Text section:
========================================

And that’s not all. If “foreseeability” and “special relationship” are the two linchpins here, one could easily argue that characters like Bill Barr, Mike Esper, John Bolton and others in Trump’s inner circle [let alone Jan.6 co-conspirators like Congressmen Andy Biggs (R-AZ), Matt Gaetz (R-FL), Louie Gohmert (R-TX), Paul Gosar (R-AZ),  Jim Jordan (R-OH), and Scott Perry (R-PA)] could easily fall within the orbit of  “The Tarasoff Rule” for failing to protect us as citizens and our democracy from the criminal behavior of Donald Trump.

“The Tarasoff Rule” is named for Tatiana Tarasoff, a student at University of California who was murdered by a graduate student in 1969. The details of the case are quite simple. On June 5, 1969, University of California at Berkeley graduate student, Prosenjit Poddar, arrived distraught and angry at the office of mental health professional, Dr. Lawrence Moore. Poddar had become infatuated with student Tatiana Tarasoff, and was enraged when she rejected him. Over the next 14 weeks, Poddar was seen seven times by Dr. Moore, and during the final visit on August 20, 1969, confided that he intended to kill Tatiana. He was diagnosed then and there as having a “paranoid schizophrenic reaction,” and police were notified to execute a mandatory psychiatric hospital admission.

Poddar was taken into custody, but soon after released after he promised to avoid further contact with Tatiana. Two months later, on October 27, 1969, he entered her home “while she was alone in her home, shot her with a pellet gun, chased her into the street with a kitchen knife, and stabbed her seventeen times, causing her death.”

Poddar pleaded “guilty by reason of insanity” and was convicted of second-degree murder, which was reduced to manslaughter on appeal. The California Supreme Court concluded even this was too harsh and reversed the conviction. He was freed and he quickly returned to India.

========================================

Data records:

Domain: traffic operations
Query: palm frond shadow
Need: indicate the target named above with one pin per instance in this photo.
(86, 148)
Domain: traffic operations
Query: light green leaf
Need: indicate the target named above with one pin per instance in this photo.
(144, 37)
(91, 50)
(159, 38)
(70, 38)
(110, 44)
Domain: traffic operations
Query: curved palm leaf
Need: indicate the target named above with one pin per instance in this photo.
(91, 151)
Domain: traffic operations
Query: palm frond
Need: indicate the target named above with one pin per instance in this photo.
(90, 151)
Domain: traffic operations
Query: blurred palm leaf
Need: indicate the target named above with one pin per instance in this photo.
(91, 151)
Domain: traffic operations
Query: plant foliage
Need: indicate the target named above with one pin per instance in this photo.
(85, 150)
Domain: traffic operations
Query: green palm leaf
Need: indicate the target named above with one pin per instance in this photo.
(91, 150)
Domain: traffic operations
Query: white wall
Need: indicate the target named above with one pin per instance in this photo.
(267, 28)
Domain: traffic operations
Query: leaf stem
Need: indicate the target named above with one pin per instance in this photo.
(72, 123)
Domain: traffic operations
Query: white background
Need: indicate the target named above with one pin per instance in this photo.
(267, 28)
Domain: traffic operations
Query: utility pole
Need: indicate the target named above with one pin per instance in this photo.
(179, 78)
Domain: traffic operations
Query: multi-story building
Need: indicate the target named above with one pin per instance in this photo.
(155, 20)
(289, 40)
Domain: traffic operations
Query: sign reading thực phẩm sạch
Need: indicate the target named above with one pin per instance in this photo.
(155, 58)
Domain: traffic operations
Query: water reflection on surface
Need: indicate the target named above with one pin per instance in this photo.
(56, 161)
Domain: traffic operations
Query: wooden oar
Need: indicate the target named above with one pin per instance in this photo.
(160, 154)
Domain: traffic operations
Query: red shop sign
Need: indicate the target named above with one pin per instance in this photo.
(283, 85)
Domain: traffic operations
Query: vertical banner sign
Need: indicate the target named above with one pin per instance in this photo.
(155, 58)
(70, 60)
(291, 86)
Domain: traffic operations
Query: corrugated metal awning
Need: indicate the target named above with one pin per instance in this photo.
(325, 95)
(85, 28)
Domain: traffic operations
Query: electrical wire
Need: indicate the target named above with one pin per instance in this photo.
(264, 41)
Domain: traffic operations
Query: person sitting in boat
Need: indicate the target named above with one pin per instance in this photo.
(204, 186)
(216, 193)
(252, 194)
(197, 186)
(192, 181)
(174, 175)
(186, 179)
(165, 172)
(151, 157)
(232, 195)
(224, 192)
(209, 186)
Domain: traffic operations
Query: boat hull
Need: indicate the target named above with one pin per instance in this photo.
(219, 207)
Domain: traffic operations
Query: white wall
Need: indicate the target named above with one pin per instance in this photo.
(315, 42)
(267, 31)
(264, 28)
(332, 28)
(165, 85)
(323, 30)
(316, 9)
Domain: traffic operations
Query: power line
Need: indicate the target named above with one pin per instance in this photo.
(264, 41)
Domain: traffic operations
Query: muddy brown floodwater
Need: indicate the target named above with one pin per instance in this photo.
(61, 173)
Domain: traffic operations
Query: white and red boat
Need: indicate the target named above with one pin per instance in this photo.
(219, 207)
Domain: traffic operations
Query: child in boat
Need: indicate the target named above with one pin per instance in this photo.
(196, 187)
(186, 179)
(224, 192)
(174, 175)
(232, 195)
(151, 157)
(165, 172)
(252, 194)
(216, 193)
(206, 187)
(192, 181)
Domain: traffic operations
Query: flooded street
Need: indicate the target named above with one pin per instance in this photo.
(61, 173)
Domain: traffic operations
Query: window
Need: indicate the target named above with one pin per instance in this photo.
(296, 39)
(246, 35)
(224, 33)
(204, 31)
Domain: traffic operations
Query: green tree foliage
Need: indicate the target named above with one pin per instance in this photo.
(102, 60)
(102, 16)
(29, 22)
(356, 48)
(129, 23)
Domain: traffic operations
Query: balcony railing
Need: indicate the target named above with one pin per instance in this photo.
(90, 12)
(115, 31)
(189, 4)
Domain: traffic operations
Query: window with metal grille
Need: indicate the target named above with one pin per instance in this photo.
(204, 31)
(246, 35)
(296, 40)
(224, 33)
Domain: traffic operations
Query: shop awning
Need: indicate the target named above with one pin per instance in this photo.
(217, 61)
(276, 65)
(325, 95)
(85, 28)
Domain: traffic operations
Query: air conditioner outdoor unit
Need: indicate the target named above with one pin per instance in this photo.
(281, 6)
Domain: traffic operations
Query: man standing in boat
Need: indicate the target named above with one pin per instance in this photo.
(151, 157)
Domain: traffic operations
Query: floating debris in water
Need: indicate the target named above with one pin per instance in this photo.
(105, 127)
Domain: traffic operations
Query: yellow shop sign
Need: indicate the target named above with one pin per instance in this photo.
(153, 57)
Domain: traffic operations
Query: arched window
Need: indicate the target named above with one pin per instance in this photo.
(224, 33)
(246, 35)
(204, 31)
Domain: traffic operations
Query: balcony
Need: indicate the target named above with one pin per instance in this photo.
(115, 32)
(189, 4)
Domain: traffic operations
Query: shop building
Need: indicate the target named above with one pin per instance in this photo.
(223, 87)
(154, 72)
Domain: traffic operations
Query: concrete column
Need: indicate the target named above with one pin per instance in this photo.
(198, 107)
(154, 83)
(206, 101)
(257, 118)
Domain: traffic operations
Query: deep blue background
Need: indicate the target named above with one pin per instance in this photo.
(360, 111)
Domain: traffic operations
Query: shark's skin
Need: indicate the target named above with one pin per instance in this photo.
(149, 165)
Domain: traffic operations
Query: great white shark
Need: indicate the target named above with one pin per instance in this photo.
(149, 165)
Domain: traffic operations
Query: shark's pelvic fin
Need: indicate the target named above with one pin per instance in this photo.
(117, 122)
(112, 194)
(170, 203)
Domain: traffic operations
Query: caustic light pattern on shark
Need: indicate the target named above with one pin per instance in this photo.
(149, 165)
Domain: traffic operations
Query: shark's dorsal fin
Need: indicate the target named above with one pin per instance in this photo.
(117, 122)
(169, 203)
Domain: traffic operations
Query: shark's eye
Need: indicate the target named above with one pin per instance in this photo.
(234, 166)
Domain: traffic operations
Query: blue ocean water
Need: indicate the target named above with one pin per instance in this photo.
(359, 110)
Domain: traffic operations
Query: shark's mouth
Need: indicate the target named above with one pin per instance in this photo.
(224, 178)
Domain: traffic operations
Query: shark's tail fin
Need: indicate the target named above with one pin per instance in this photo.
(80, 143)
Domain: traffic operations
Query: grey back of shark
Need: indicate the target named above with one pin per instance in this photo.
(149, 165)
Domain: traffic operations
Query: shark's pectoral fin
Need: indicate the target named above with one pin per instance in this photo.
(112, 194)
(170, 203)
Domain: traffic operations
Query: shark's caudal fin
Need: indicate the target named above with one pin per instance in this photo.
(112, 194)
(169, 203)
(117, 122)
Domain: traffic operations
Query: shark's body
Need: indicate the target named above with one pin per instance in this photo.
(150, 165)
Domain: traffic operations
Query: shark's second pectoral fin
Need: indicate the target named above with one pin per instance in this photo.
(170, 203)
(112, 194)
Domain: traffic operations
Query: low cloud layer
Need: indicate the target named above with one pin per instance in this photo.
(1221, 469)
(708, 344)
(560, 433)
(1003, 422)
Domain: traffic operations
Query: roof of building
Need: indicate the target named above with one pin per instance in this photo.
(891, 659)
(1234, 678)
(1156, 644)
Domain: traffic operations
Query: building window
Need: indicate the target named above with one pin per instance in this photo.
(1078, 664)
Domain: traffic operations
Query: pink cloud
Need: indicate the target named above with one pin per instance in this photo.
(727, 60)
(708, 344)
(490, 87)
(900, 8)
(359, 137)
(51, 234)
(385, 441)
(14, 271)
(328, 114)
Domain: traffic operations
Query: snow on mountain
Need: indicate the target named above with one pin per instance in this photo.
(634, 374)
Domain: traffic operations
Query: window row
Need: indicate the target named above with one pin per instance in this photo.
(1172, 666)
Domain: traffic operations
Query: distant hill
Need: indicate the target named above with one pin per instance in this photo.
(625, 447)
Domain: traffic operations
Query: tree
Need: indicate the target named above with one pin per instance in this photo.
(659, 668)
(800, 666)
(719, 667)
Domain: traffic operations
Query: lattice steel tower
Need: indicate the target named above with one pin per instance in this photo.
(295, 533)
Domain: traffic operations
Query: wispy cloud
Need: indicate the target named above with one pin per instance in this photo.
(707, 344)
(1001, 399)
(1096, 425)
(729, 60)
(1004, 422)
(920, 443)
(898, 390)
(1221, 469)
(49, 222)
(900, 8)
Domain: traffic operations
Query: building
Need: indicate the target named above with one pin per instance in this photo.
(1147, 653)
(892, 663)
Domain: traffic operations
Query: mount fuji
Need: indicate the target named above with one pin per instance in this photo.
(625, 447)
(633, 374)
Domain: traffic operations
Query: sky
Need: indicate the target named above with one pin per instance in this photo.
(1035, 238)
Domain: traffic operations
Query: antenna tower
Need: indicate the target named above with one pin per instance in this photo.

========================================

Activity A: According to the Tarasoff Rule text, how many times did Dr. Moore see Poddar over the 14 weeks?
Activity B: Carry the Tarasoff Rule text forward from its last sentence.

Response box A: Seven times.

Response box B:
Tatiana’s parents sued, and ultimately the California Court of Appeal reversed itself and found Dr. Moore liable. In making that decision seven years after the crime, on July 1, 1976,  the California Supreme Court considered these five factors among others:

  1. Foreseeability of harm to Plaintiff;
  2. The degree of certainty that Plaintiff suffered injury;
  3. The closeness of the connection between Defendent’s conduct and the injury suffered by Plaintiff;
  4. The moral blame attached to Defendent’s conduct;
  5. The policy of preventing future harm.

Since 1976, and the California Supreme Court ruling in Tarasoff v. Regents of the University of California, the “duty to protect” has been added to “the duty to warn” for professionals in support relationships. These are two subtly different sides of the same coin.

“The duty to warn” requires that “the mental health professional…make a good-faith effort to contact the identified target of a client’s serious threats of harm, and/or notify law enforcement.”

“The duty to protect”, while encouraging notifying law enforcement and “warning a potential victim,” also considers positively active patient interventions such as “intensifying outpatient treatment, hospitalization, and modification of medication treatment.”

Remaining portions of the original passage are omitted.